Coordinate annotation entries
····················

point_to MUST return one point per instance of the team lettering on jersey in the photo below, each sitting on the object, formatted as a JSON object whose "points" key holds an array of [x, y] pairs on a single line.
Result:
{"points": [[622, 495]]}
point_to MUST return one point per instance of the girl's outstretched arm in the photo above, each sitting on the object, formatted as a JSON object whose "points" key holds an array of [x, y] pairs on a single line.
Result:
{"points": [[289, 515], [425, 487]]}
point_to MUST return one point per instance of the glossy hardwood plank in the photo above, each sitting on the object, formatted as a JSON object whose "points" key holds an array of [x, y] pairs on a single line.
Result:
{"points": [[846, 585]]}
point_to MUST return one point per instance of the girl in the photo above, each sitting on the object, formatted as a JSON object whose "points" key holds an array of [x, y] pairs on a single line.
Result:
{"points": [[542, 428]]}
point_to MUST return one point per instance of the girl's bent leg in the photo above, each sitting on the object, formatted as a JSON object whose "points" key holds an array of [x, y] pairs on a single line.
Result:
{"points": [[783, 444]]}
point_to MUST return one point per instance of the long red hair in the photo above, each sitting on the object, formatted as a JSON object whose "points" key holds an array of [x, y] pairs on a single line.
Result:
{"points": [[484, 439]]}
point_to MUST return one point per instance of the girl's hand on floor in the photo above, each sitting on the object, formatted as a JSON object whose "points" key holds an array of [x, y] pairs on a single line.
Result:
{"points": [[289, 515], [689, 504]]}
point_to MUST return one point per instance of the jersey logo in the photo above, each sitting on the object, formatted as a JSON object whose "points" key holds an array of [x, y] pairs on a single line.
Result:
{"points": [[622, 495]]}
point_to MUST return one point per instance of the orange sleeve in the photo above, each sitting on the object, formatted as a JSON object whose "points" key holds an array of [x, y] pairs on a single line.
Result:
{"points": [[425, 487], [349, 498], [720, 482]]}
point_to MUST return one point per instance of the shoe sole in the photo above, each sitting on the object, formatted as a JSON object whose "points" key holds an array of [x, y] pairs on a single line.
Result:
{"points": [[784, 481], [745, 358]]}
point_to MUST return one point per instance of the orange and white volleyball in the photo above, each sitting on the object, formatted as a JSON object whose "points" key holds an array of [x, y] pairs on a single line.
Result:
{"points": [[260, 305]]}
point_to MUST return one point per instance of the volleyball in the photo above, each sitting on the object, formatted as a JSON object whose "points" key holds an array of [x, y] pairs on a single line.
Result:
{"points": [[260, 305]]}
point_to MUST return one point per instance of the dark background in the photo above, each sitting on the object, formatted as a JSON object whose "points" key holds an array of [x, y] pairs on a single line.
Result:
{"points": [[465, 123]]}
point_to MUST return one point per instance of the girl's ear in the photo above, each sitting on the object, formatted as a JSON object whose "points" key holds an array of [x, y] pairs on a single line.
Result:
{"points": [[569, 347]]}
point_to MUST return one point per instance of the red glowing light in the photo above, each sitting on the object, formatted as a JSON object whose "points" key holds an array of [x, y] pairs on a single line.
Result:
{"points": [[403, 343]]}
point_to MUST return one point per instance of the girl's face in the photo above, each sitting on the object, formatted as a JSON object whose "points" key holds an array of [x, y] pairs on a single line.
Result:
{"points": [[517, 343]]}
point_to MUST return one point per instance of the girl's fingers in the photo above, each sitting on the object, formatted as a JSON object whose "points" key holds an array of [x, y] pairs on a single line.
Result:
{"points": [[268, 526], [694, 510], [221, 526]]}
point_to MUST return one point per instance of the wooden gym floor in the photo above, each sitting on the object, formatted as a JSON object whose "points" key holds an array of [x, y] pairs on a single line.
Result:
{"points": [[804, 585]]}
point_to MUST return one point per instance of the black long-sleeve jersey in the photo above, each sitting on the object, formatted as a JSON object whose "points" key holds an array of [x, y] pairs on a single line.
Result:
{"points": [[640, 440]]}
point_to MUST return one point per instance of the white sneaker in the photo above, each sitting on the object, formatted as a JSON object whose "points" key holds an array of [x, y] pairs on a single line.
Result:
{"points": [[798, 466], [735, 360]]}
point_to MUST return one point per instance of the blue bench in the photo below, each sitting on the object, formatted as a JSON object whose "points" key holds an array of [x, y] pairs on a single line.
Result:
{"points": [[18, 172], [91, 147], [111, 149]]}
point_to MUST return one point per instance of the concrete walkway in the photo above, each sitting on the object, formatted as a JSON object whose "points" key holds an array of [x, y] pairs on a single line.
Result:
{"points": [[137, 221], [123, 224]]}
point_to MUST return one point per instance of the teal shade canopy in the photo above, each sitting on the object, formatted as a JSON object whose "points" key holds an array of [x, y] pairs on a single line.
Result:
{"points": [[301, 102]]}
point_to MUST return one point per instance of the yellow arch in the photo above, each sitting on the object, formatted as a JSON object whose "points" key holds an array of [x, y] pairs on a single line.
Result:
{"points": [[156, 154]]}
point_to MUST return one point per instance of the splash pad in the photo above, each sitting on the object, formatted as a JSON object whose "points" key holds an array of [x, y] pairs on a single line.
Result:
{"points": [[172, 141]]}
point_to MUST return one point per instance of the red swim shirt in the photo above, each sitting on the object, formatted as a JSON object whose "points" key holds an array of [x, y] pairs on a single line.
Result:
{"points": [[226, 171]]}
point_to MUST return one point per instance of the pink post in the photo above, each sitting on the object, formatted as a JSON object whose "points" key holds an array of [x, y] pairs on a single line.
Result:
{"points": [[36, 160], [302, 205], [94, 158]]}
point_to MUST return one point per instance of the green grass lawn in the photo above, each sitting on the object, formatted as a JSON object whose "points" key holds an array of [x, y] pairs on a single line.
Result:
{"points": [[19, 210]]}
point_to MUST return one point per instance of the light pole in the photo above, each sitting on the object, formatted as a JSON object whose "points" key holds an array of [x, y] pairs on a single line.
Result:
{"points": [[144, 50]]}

····················

§ **WHAT THE TASK ASKS**
Render all the material above as a two-column CSV with the header "request" and "points", giving one row per request. Put each request's text and its answer in a single quoted field, with any line breaks replaced by spaces.

§ **TASK OUTPUT**
request,points
"point_to MUST return one point per instance of the team lettering on jersey in the photo below, each sitting on the object, formatted as a JSON object whose ""points"" key holds an array of [x, y] pairs on a single line. Result:","{""points"": [[622, 495]]}"
"point_to MUST return one point per instance of the girl's outstretched arm in the photo above, each sitting on the object, formatted as a JSON object whose ""points"" key holds an array of [x, y] pairs on a single line. Result:","{""points"": [[289, 515], [425, 487]]}"
"point_to MUST return one point per instance of the glossy hardwood plank in the photo above, each sitting on the object, formatted as a JSON object whose ""points"" key holds an array of [x, y] pairs on a single line. Result:","{""points"": [[846, 585]]}"
"point_to MUST return one point per instance of the girl in the photo above, each sitting on the object, formatted as a JSON object whose ""points"" key holds an array of [x, y] pairs on a single line. Result:","{""points"": [[542, 428]]}"
"point_to MUST return one point per instance of the girl's bent leg in the photo above, each sitting on the object, formatted as a JSON object whose ""points"" key holds an array of [x, y] pairs on a single line. Result:","{""points"": [[783, 444]]}"
"point_to MUST return one point per instance of the long red hair in the photo above, each sitting on the object, formatted as a JSON object whose ""points"" key holds an array of [x, y] pairs on a single line. Result:","{""points"": [[484, 439]]}"
"point_to MUST return one point per instance of the girl's hand on floor in the photo above, each sitting on the object, formatted as a JSON object whose ""points"" key holds an array of [x, y] pairs on a single line. Result:","{""points"": [[289, 515], [689, 504]]}"
"point_to MUST return one point per instance of the jersey logo in the photo above, each sitting on the object, formatted as a JSON object whose ""points"" key holds an array of [x, y] pairs on a single line. Result:","{""points"": [[622, 495]]}"
"point_to MUST return one point per instance of the orange sleeve in the photo above, each sitting on the object, formatted as a JSON object whose ""points"" key holds an array of [x, y] pairs on a single line. Result:","{""points"": [[425, 487], [349, 498], [720, 482]]}"
"point_to MUST return one point per instance of the shoe sole in the photo above, each sitting on the object, formatted as a JSON object whose ""points"" key holds an array of [x, y] pairs on a single line. Result:","{""points"": [[784, 481], [745, 358]]}"
"point_to MUST return one point per instance of the orange and white volleyball in the photo above, each sitting on the object, formatted as a JSON object whose ""points"" key holds an array of [x, y] pairs on a single line. Result:","{""points"": [[260, 305]]}"
"point_to MUST return one point per instance of the volleyball in the photo above, each sitting on the object, formatted as a JSON object whose ""points"" key holds an array of [x, y] pairs on a single line. Result:","{""points"": [[260, 305]]}"
"point_to MUST return one point per instance of the dark background in the photo above, each sitting on the object, formatted as a JSON object whose ""points"" key holds an array of [x, y] pairs on a single line. Result:","{""points"": [[465, 123]]}"
"point_to MUST return one point per instance of the girl's ear in the photo above, each sitting on the object, formatted as a JSON object whose ""points"" key holds an array of [x, y] pairs on a single line. Result:","{""points"": [[569, 347]]}"
"point_to MUST return one point per instance of the red glowing light in the photo above, each sitting on the object, formatted as a JSON object whose ""points"" key holds an array of [x, y] pairs on a single line. Result:","{""points"": [[403, 343]]}"
"point_to MUST return one point per instance of the girl's face in the photo above, each sitting on the object, formatted as a JSON object whose ""points"" key holds an array of [x, y] pairs on a single line. Result:","{""points"": [[517, 343]]}"
"point_to MUST return one point per instance of the girl's fingers in the photo above, each sitting on the object, formatted as a JSON object whose ""points"" key holds an array of [x, y] pairs on a single line. Result:","{""points"": [[268, 526], [694, 510], [221, 526]]}"
"point_to MUST return one point per instance of the wooden gym floor in the photo above, each sitting on the object, formatted as a JSON object whose ""points"" key holds an array of [x, y] pairs on a single line. Result:","{""points"": [[804, 585]]}"
"point_to MUST return one point per instance of the black long-sleeve jersey in the photo above, each sitting on the object, formatted as a JSON object whose ""points"" key holds an array of [x, y] pairs on a single line. Result:","{""points"": [[640, 440]]}"
"point_to MUST return one point per instance of the white sneaker in the photo above, each sitting on the object, formatted as a JSON object whose ""points"" key holds an array of [x, y] pairs on a single line. Result:","{""points"": [[798, 466], [735, 360]]}"
"point_to MUST return one point per instance of the blue bench in the photo below, each sitting on the object, formatted as a JSON object whose ""points"" key holds an array of [x, y] pairs on a single line. Result:","{""points"": [[18, 172], [91, 147], [111, 149]]}"
"point_to MUST return one point per instance of the concrete walkway in the photo above, each sitting on the object, formatted as a JSON object whose ""points"" key holds an array of [x, y] pairs on a single line. Result:","{""points"": [[137, 221], [123, 224]]}"
"point_to MUST return one point per instance of the teal shade canopy in the photo above, each sitting on the object, formatted as a JSON object whose ""points"" key holds an array of [x, y] pairs on a single line. Result:","{""points"": [[301, 102]]}"
"point_to MUST return one point per instance of the yellow arch in the photo above, each sitting on the object, formatted as a JSON object whose ""points"" key holds an array of [x, y] pairs on a single line. Result:","{""points"": [[156, 154]]}"
"point_to MUST return one point per instance of the splash pad in the photo above, each sitting on the object, formatted as a JSON object whose ""points"" key holds an array of [x, y] pairs on a single line. Result:","{""points"": [[172, 141]]}"
"point_to MUST return one point per instance of the red swim shirt in the photo above, each sitting on the object, formatted as a JSON object whose ""points"" key holds an array of [x, y] pairs on a single line. Result:","{""points"": [[226, 171]]}"
"point_to MUST return one point per instance of the pink post in the photo above, each sitting on the object, formatted as a JSON object whose ""points"" key holds an array of [x, y] pairs on a single line. Result:","{""points"": [[36, 160], [302, 205], [94, 158]]}"
"point_to MUST return one point per instance of the green grass lawn in the photo above, each sitting on the object, formatted as a JSON object whose ""points"" key holds an array of [x, y] pairs on a single line. Result:","{""points"": [[19, 210]]}"
"point_to MUST return one point per instance of the light pole in the photo above, each sitting on the object, formatted as a JSON object whose ""points"" key holds an array of [x, y] pairs on a single line. Result:","{""points"": [[144, 50]]}"